---- Excerpt to read

We are happy to announce that the first two books in the Oxford Univeristy Press’ series Studies in Feminist Institutionalism is now out!
Defending the Status Quo: On Adaptive Resistance to Electoral Gender Quotas by Cecilia Josefsson
Defending the Status Quo explores political elites’ resistance to electoral gender quota reforms. In order to explain this phenomenon, Cecilia Josefsson develops an original theoretical framework that she calls the Resistance Stage Framework.
Anchored in feminist institutionalism and mapped onto the policy process, Josefsson outlines how status quo defenders adapt their resistance strategies to accommodate institutional and ideational changes across agenda setting, policy formulation, decision-making, and implementation phases. She bolsters her theory with a thick description of a 30-year-long process to adopt and implement electoral gender quotas in Uruguay. While Uruguay has been a vanguard in the women’s rights movement, men’s political dominance has been pervasive in this country. The struggle to introduce a gender quota has been marked by repeated reform attempts, persistent resistance, and a wide variation in the responses of the Uruguayan political parties, making this case apt for developing theory and shedding light on the adaptive nature of resistance.
Drawing on extensive interviews with Uruguayan political elites, three quota debates, and party electoral lists, Josefsson carefully examines the power struggle over gender quota reform. She shows how powerful status quo defenders, seeking to ignore, stall, and undermine gendered institutional change, adapt their resistance strategies across different political parties and over time, as quota advocates make advances and manage to change the institutional and ideational context.

--------

● **Complete the following**:
(A) In the book announcement, why does Josefsson's Uruguay case suit the development of theory on resistance to gender quotas?
(B) Translate this sentence from the book announcement into Spanish: "While Uruguay has been a vanguard in the women's rights movement, men's political dominance has been pervasive in this country."
(C) Carry on the book announcement past its final sentence, in the same style.

---- Material supplied

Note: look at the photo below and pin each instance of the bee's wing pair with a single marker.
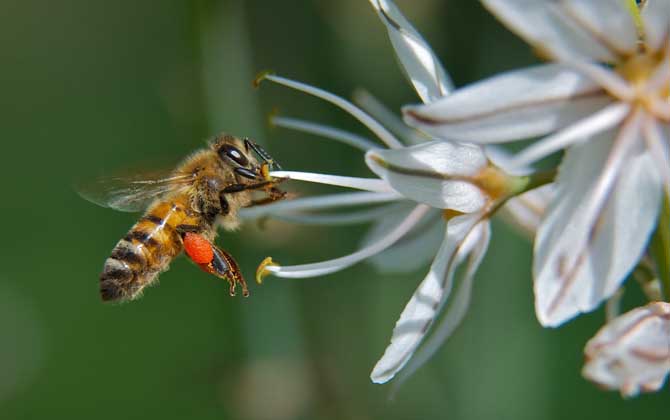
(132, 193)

--------
---- Material supplied

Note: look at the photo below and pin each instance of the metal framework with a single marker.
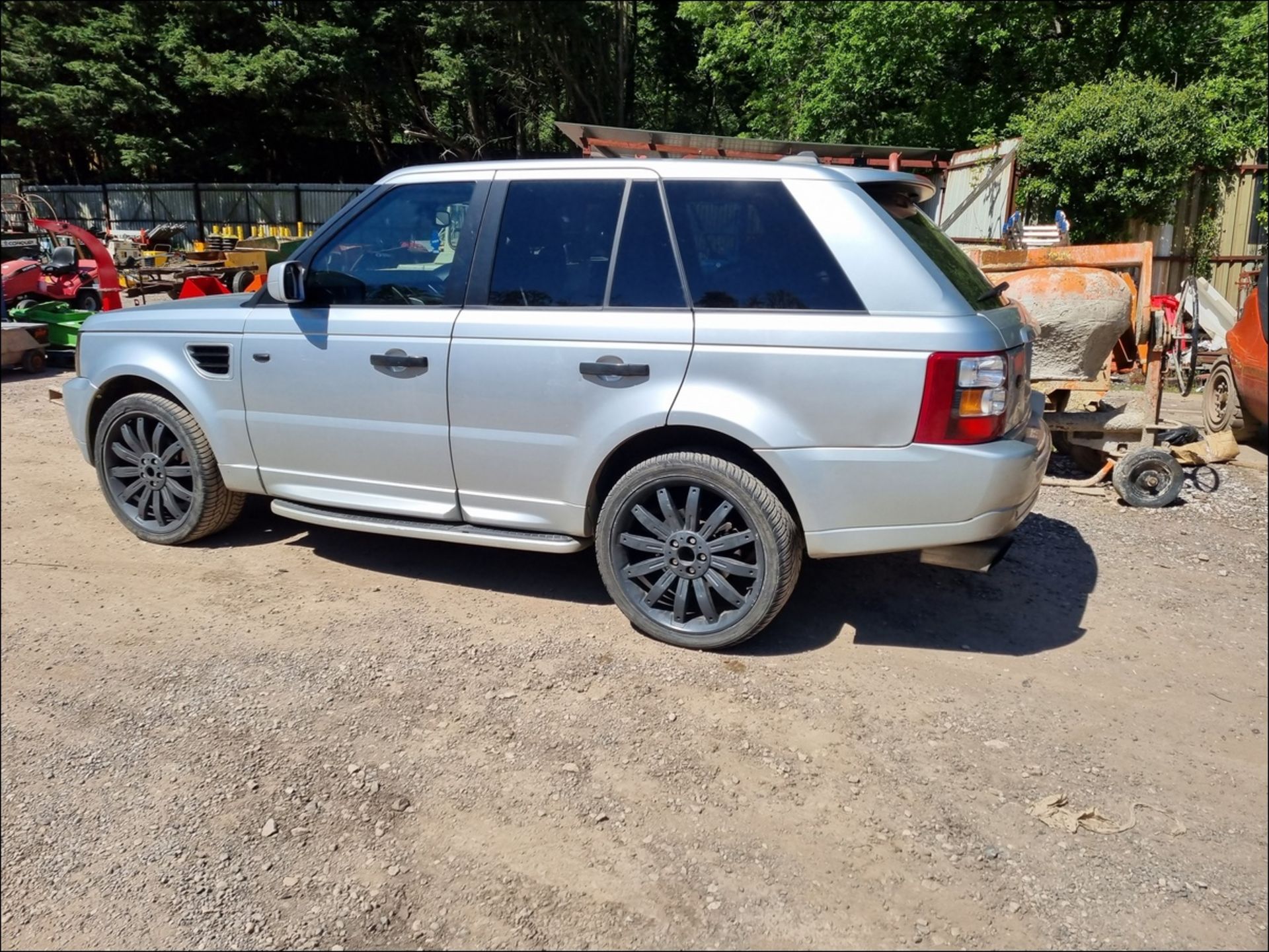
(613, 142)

--------

● **Answers below**:
(A) The 30-year struggle to introduce a gender quota in Uruguay saw repeated reform attempts, persistent resistance, and widely varying responses from the political parties. This makes the case apt for developing theory and for showing the adaptive nature of resistance.

(B) Si bien Uruguay ha sido vanguardia en el movimiento por los derechos de las mujeres, el dominio político de los hombres ha sido generalizado en este país.

(C)
The Face of the Nation: Gendered Institutions in International Affairs by Elise Stephenson
Foreign services globally are undergoing fundamental and rapid gendered change, spurred on by shifting social and governance norms and even the adoption of an explicit feminist foreign policy in some stages. For some, this has resulted in women’s rapidly increasing representation at the frontlines of global governance. Yet, compounded by COVID-19, a rise in right-wing misogyny and extremism, and sometimes archaically slow-moving institutions, progress is marred by women’s continued, entrenched under-representation in leadership and devastating challenges that have increased in recent years. Women remain frequently side-lined, marginalized, under-valued, and overlooked in international affairs. In short, international affairs has a gender problem, and remains one of the worst-performing sectors of the state.
After studying women’s leadership and gender relations across four international affairs agencies spanning diplomacy, defense, national security, policing, and intelligence, The Face of the Nation contributes empirical data from the last 30+ years on women’s representation in a leading case context—Australia—to understand the disconnect between pockets of progress and undercurrents of resistance. Australia is a global leader in terms of representation of women and policy supports for gender equality in governance. Yet, Australia also demonstrates how deeply gendered, racialized, and heteronormative international institutions remain. Through in-depth interviews with almost 80 global leaders, including with Australia’s first female prime minister, Julia Gillard, and first female foreign minister, Julie Bishop, this book delivers a much-needed Intersectional Feminist Institutionalist approach to trace the evolution of inequalities in international affairs and interrogate why women still remain under-represented in international affairs.